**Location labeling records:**
···

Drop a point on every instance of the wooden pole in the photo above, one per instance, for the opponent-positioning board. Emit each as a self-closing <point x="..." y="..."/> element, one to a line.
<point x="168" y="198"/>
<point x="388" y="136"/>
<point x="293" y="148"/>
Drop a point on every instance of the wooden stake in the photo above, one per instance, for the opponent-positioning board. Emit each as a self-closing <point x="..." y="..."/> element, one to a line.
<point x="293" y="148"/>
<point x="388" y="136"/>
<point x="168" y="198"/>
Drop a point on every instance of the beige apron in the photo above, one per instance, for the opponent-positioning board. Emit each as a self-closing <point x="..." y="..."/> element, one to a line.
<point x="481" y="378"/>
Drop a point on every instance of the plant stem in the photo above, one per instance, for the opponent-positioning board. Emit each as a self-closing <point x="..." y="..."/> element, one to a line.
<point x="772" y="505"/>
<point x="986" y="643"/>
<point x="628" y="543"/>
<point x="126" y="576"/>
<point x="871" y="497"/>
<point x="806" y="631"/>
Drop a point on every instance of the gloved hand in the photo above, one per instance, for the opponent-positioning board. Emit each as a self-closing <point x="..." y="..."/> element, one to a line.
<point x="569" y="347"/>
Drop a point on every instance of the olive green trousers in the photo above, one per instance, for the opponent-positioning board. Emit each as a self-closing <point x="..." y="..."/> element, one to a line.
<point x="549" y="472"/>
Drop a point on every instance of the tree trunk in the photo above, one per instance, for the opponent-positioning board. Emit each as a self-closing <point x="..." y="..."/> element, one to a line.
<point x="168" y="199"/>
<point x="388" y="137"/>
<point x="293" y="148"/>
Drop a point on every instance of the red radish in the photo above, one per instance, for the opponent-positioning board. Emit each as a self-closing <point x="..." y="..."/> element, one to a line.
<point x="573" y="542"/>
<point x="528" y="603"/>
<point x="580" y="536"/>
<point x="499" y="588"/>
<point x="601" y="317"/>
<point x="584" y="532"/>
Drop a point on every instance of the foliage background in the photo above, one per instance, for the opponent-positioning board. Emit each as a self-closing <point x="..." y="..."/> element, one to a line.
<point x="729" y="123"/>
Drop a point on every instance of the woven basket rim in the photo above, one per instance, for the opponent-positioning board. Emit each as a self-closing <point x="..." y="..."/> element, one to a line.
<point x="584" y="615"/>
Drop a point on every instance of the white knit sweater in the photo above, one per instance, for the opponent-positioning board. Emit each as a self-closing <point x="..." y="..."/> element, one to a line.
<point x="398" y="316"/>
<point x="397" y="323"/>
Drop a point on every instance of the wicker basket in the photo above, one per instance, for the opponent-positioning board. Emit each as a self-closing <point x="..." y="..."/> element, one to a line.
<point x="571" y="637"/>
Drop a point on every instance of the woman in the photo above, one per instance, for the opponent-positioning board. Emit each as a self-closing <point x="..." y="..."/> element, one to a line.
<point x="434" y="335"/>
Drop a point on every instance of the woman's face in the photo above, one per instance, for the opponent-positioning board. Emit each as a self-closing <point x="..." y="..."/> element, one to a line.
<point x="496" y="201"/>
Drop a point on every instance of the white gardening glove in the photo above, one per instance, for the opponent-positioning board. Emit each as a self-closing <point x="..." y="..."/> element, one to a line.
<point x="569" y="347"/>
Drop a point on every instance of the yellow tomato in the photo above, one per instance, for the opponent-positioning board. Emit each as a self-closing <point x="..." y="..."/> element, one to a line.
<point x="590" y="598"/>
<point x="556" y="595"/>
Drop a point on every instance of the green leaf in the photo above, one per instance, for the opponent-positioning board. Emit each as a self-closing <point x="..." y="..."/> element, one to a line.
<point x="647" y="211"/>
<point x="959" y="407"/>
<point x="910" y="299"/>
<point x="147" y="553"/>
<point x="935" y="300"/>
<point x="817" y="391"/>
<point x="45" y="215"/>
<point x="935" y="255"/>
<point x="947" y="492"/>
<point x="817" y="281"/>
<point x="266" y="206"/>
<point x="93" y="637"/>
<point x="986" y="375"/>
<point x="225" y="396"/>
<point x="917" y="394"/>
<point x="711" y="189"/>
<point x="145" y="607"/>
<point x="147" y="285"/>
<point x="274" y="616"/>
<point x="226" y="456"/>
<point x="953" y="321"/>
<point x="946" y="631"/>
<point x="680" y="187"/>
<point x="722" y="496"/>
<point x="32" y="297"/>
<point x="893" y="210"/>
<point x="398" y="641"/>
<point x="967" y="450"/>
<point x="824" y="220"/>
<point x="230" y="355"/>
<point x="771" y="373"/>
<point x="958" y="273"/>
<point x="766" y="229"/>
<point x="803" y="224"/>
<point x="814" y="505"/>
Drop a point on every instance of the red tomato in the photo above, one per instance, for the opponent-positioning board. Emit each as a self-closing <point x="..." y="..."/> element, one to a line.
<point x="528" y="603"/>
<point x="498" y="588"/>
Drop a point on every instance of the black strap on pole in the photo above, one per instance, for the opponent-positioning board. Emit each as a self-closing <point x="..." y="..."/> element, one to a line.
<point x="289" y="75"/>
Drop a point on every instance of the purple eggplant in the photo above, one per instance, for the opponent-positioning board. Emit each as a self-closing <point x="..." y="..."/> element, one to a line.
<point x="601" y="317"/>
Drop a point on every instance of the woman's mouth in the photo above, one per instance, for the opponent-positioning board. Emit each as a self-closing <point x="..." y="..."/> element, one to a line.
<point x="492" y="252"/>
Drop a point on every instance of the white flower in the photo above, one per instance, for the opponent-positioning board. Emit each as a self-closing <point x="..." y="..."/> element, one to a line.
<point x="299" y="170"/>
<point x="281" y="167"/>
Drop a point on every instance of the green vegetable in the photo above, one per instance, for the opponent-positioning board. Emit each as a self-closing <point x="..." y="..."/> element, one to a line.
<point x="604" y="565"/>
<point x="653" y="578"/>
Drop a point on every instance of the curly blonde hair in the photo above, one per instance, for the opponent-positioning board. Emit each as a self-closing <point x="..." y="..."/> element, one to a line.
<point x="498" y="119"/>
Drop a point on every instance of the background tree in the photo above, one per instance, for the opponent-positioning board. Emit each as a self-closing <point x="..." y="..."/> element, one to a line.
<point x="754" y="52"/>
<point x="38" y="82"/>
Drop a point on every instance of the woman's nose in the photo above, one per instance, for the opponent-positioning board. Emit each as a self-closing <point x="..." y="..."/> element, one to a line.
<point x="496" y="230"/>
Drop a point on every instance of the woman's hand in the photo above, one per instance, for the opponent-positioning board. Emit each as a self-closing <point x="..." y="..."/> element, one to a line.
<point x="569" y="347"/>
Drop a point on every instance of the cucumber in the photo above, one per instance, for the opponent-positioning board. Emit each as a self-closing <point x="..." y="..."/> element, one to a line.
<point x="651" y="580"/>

···

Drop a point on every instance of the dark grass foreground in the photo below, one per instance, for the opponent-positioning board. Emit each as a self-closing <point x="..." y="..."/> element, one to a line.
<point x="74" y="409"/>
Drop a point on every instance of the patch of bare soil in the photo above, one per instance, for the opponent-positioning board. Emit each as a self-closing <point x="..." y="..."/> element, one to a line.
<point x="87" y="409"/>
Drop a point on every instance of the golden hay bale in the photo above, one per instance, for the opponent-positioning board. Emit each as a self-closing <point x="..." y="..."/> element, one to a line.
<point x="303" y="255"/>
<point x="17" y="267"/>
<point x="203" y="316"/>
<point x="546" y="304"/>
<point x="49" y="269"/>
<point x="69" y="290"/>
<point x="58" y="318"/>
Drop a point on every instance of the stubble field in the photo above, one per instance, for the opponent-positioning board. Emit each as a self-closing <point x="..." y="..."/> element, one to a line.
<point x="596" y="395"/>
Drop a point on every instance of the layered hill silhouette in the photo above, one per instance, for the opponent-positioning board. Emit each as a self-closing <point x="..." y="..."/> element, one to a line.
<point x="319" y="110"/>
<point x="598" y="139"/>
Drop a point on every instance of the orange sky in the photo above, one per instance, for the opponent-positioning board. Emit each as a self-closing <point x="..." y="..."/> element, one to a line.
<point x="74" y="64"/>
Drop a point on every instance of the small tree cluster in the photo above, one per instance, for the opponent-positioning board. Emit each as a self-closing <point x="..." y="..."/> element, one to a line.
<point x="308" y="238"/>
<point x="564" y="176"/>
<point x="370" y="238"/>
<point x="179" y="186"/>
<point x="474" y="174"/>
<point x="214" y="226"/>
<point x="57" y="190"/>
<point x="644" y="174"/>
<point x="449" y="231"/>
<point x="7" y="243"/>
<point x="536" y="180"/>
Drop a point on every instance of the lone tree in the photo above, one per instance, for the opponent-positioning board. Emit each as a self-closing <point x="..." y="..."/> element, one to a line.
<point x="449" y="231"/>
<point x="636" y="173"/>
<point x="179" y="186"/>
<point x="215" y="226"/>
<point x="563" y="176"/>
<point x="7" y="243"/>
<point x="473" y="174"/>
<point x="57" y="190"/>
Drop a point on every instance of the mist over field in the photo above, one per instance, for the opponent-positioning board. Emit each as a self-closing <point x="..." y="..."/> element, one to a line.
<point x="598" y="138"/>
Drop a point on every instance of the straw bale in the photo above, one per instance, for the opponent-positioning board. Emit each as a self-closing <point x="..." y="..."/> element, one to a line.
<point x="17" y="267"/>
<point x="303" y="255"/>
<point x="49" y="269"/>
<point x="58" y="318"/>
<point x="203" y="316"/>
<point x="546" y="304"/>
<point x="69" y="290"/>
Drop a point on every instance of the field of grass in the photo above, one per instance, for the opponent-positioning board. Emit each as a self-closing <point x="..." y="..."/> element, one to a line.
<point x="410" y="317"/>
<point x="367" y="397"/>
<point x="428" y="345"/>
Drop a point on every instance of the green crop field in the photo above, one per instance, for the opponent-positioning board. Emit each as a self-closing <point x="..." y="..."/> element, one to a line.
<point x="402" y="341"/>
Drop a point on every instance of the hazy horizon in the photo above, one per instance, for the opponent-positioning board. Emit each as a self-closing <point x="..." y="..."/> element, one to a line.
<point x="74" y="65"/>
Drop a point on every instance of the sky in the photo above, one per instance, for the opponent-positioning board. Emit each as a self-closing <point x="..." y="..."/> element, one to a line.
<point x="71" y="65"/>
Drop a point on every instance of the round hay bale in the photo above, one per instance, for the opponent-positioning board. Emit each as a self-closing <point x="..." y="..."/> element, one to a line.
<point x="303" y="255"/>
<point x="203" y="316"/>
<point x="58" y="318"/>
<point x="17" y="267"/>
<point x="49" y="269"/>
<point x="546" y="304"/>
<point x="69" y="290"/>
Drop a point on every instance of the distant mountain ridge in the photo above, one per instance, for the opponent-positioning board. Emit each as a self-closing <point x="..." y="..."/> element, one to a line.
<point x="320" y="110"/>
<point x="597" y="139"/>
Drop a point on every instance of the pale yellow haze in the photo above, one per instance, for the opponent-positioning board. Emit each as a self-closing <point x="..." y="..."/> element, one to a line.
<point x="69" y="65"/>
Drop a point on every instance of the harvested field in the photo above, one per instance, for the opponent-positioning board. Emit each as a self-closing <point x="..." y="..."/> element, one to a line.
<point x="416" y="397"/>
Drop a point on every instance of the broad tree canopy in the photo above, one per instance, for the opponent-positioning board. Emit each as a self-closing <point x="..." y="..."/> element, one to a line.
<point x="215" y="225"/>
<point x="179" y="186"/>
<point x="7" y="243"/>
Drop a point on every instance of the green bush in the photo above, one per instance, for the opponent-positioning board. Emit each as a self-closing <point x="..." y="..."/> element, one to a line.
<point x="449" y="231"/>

···

**EXERCISE:** Count the lines in the items above that contain the string "field", treating uppercase and lowercase as different. Reply with the number alone.

**RESULT OF THE EXERCISE:** 5